[[ Exercise data, beginning ]]
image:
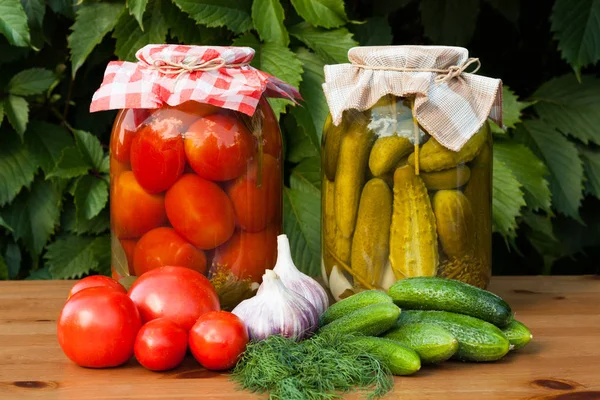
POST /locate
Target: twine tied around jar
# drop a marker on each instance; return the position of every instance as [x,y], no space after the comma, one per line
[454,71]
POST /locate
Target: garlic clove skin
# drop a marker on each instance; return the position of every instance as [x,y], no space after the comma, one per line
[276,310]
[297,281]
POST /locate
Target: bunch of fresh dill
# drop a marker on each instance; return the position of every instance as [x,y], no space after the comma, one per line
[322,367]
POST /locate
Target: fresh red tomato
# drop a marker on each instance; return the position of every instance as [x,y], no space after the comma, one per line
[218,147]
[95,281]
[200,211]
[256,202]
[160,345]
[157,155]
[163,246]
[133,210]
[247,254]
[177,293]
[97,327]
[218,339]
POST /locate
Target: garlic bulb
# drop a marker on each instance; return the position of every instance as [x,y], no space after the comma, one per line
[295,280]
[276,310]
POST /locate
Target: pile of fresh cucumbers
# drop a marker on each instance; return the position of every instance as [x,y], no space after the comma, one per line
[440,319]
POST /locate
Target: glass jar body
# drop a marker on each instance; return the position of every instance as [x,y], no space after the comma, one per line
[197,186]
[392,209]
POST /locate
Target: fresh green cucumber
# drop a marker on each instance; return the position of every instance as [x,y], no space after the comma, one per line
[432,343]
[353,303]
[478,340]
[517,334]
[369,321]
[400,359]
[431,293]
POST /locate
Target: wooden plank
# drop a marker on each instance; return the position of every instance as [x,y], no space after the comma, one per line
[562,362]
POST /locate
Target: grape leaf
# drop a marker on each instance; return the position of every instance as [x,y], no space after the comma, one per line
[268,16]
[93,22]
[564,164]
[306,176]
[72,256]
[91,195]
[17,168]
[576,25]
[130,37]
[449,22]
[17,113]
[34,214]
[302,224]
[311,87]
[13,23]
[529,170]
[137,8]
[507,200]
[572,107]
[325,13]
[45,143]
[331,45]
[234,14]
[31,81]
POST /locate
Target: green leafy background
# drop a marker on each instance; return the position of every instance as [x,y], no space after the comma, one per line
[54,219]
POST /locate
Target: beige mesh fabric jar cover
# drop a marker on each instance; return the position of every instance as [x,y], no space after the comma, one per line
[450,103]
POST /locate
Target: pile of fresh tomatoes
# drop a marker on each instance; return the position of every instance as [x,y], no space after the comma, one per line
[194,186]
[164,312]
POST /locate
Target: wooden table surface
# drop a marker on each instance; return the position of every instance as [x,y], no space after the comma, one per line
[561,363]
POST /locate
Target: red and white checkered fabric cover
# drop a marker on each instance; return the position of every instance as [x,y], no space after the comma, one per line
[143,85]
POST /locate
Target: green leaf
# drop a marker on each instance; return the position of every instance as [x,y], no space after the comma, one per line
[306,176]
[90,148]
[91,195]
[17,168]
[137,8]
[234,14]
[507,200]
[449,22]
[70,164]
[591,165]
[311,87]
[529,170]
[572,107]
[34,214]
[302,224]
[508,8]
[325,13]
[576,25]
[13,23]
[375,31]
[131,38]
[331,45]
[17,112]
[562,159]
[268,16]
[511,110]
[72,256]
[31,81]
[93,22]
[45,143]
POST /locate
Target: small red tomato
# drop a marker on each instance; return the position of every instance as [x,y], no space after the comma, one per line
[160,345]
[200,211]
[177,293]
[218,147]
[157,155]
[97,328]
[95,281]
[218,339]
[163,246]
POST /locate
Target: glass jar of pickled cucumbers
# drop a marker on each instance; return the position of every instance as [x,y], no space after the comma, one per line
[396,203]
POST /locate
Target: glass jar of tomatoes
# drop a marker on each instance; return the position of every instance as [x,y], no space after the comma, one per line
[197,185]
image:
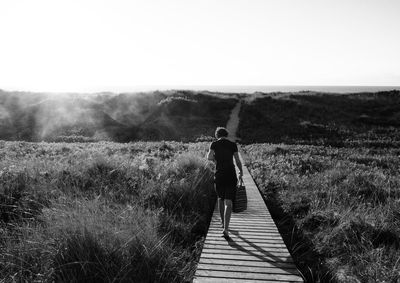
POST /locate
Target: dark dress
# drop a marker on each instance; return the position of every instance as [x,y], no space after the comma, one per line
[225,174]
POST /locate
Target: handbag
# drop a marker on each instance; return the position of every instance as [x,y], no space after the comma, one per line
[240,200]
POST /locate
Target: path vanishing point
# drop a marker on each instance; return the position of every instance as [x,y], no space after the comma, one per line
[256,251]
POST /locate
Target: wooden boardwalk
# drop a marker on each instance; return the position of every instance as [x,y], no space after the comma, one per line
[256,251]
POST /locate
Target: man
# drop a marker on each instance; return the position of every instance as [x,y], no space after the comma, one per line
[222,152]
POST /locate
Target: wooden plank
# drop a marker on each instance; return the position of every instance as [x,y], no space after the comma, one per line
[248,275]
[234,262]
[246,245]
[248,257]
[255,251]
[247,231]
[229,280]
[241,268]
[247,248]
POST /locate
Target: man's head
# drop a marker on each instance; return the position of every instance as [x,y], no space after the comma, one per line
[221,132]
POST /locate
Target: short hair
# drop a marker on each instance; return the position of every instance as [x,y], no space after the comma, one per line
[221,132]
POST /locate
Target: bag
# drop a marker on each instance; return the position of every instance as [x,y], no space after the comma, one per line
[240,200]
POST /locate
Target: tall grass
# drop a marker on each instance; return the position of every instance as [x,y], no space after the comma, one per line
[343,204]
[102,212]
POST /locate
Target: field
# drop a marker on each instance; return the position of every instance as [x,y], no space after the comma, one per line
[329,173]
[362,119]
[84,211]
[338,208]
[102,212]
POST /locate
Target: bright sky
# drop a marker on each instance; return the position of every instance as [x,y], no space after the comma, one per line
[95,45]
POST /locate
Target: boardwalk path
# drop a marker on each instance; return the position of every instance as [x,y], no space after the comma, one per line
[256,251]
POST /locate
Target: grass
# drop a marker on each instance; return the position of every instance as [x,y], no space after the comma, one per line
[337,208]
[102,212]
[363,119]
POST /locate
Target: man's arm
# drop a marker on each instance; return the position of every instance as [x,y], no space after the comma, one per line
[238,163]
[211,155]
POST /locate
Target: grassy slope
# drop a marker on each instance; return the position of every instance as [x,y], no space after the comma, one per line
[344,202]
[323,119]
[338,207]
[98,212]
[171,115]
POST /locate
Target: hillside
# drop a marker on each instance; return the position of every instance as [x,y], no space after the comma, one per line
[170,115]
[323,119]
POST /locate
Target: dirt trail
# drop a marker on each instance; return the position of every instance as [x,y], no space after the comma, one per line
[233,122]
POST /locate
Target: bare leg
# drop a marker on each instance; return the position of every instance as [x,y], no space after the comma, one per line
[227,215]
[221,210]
[[ Exercise data, end ]]
### Exercise prompt
Among the lines above, find the ones containing "cucumbers" and copy them.

### Result of this exercise
Target: pile of fresh cucumbers
Target: glass jar of pickled cucumbers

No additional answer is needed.